**Given task:** Please write out the material that follows, exactly as it stands.

Region labeling items:
☆ ☆ ☆

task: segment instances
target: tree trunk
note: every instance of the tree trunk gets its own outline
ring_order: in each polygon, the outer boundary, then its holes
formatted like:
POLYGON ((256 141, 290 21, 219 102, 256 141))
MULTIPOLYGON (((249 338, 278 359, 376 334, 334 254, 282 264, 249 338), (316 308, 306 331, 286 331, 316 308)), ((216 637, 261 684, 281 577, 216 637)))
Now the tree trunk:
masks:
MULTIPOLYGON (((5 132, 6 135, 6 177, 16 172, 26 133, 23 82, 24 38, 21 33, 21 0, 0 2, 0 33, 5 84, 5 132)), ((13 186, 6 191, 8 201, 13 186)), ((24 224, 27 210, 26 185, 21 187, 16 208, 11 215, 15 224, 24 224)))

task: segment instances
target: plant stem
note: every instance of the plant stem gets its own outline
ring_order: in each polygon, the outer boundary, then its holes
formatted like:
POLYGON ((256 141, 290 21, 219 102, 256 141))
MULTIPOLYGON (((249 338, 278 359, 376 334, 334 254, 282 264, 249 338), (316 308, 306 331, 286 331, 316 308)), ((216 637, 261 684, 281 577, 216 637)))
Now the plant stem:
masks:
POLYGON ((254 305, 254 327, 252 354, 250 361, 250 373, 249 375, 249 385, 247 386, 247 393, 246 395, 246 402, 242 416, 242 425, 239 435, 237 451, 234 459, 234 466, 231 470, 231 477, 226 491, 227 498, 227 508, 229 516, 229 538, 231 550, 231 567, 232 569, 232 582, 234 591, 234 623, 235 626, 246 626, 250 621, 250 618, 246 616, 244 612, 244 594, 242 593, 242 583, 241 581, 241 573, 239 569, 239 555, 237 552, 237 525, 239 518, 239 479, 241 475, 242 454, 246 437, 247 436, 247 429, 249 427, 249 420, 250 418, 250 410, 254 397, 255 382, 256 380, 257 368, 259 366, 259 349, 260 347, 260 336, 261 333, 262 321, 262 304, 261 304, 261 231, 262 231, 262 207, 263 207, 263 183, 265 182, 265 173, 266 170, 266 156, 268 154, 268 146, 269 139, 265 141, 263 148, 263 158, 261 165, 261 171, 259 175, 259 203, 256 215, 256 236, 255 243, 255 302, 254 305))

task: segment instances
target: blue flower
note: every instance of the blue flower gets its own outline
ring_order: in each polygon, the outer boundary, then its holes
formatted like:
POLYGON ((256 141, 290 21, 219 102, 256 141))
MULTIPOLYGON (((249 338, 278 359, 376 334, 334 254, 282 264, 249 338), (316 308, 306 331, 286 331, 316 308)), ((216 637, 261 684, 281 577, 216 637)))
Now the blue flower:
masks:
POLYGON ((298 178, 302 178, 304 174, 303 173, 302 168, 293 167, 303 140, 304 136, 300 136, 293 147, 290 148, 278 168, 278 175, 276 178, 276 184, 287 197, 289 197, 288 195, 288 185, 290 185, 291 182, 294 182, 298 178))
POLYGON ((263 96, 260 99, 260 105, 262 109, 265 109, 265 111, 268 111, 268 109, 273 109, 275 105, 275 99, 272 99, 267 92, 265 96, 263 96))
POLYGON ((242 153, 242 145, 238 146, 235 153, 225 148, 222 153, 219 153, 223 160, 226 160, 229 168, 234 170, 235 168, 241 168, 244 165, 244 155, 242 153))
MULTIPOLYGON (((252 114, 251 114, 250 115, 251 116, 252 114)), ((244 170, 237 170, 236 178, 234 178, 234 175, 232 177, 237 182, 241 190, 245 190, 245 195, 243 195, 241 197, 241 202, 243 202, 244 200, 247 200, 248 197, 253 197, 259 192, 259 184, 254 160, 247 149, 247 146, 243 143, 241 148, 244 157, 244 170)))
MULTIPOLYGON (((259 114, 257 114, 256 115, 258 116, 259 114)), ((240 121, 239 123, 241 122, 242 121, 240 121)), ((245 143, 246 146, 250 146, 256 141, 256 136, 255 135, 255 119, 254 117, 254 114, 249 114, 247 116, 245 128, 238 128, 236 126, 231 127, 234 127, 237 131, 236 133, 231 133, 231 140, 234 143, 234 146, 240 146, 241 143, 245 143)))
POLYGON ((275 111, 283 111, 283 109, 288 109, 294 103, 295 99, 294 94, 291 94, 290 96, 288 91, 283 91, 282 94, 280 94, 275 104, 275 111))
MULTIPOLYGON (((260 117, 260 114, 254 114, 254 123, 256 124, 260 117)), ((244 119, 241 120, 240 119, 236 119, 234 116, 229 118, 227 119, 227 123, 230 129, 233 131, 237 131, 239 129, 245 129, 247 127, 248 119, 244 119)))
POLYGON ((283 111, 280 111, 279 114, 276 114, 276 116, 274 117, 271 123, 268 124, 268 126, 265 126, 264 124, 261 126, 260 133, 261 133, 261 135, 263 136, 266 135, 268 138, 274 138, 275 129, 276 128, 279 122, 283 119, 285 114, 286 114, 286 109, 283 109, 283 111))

☆ ☆ ☆

**Written answer:**
task: segment instances
target: tree trunk
note: every instance of the tree trunk gets its own outline
ring_order: in each polygon, the outer boundary, then its holes
formatted like:
POLYGON ((256 141, 290 21, 219 102, 256 141))
MULTIPOLYGON (((249 338, 278 359, 376 334, 334 254, 282 264, 249 338), (316 308, 306 331, 286 331, 316 308)), ((216 637, 261 684, 281 577, 216 637)))
Now the tree trunk:
masks:
MULTIPOLYGON (((5 132, 6 135, 6 177, 16 172, 26 133, 23 82, 24 38, 21 33, 21 0, 0 2, 0 33, 5 84, 5 132)), ((13 186, 6 191, 8 201, 13 186)), ((24 224, 27 210, 26 185, 21 187, 16 208, 11 215, 15 224, 24 224)))

task: segment instances
target: plant stem
note: every instance of the plant stem gets its own outline
ring_order: in each polygon, the outer boundary, then its holes
formatted like:
POLYGON ((256 141, 290 21, 219 102, 256 141))
MULTIPOLYGON (((249 338, 278 359, 376 334, 334 254, 282 264, 249 338), (316 308, 306 331, 286 331, 316 308)), ((216 637, 261 684, 281 577, 216 637)))
Now the plant stem:
masks:
POLYGON ((254 305, 254 327, 252 354, 250 361, 250 373, 249 375, 249 385, 247 386, 247 393, 246 395, 246 402, 242 416, 242 425, 239 435, 237 451, 234 459, 234 466, 231 470, 231 477, 226 491, 227 498, 227 508, 229 516, 229 538, 231 550, 231 567, 232 569, 232 582, 234 591, 234 623, 235 626, 246 626, 250 621, 250 618, 246 616, 244 612, 244 594, 242 593, 242 583, 241 581, 241 573, 239 569, 239 555, 237 552, 237 525, 239 518, 239 479, 241 475, 242 454, 246 437, 247 436, 247 429, 249 427, 249 420, 250 418, 250 410, 254 397, 255 382, 256 380, 257 368, 259 366, 259 349, 260 347, 260 336, 261 333, 262 321, 262 304, 261 304, 261 231, 262 231, 262 207, 263 207, 263 183, 265 182, 265 173, 266 170, 266 156, 268 154, 268 146, 269 139, 265 141, 263 148, 263 158, 261 165, 261 171, 259 175, 259 203, 256 215, 256 236, 255 243, 255 302, 254 305))

task: segment instances
target: blue flower
note: every instance of the blue flower gets its own outline
ring_order: in each polygon, the outer boundary, then its holes
formatted like:
POLYGON ((256 141, 290 21, 219 102, 256 141))
MULTIPOLYGON (((249 338, 278 359, 376 334, 334 254, 282 264, 249 338), (316 308, 306 331, 286 331, 316 308)), ((216 637, 261 684, 281 577, 216 637)))
Now the blue flower:
masks:
POLYGON ((298 178, 302 178, 304 174, 303 173, 302 168, 293 167, 303 140, 304 136, 300 136, 293 147, 290 148, 278 168, 278 175, 276 178, 276 184, 287 197, 289 197, 288 195, 288 185, 290 185, 291 182, 294 182, 298 178))
POLYGON ((263 96, 260 99, 260 105, 262 109, 265 109, 265 111, 268 111, 268 109, 273 109, 275 105, 275 99, 272 99, 267 92, 265 96, 263 96))
POLYGON ((242 153, 242 145, 238 146, 235 153, 225 148, 222 153, 219 153, 223 160, 226 160, 229 168, 234 170, 235 168, 241 168, 244 165, 244 155, 242 153))
MULTIPOLYGON (((252 114, 251 114, 250 115, 251 116, 252 114)), ((244 170, 237 170, 236 178, 234 178, 234 175, 232 177, 237 182, 241 190, 245 190, 245 195, 243 195, 241 197, 241 202, 243 202, 244 200, 247 200, 248 197, 253 197, 259 192, 259 184, 254 160, 247 149, 247 146, 243 143, 241 148, 244 157, 244 170)))
MULTIPOLYGON (((259 114, 257 114, 256 115, 258 116, 259 114)), ((240 121, 239 123, 241 122, 242 121, 240 121)), ((245 143, 246 146, 250 146, 256 141, 256 136, 255 135, 255 119, 254 117, 254 114, 249 114, 247 116, 245 128, 238 128, 236 126, 231 127, 234 127, 237 131, 236 133, 231 133, 231 140, 234 143, 234 146, 240 146, 241 143, 245 143)))
POLYGON ((275 111, 283 111, 283 109, 288 109, 294 103, 295 99, 294 94, 291 94, 290 96, 288 91, 283 91, 282 94, 280 94, 275 104, 275 111))
MULTIPOLYGON (((260 117, 260 114, 254 114, 254 123, 256 124, 260 117)), ((244 119, 241 120, 240 119, 236 119, 234 116, 229 118, 227 119, 227 123, 230 129, 233 131, 237 131, 239 129, 245 129, 247 127, 248 119, 244 119)))
POLYGON ((283 111, 280 111, 279 114, 276 114, 276 116, 274 117, 271 123, 268 124, 268 126, 265 126, 264 124, 261 126, 260 133, 261 133, 261 135, 263 136, 266 135, 268 138, 274 138, 275 129, 276 128, 279 122, 283 119, 285 114, 286 114, 286 109, 283 109, 283 111))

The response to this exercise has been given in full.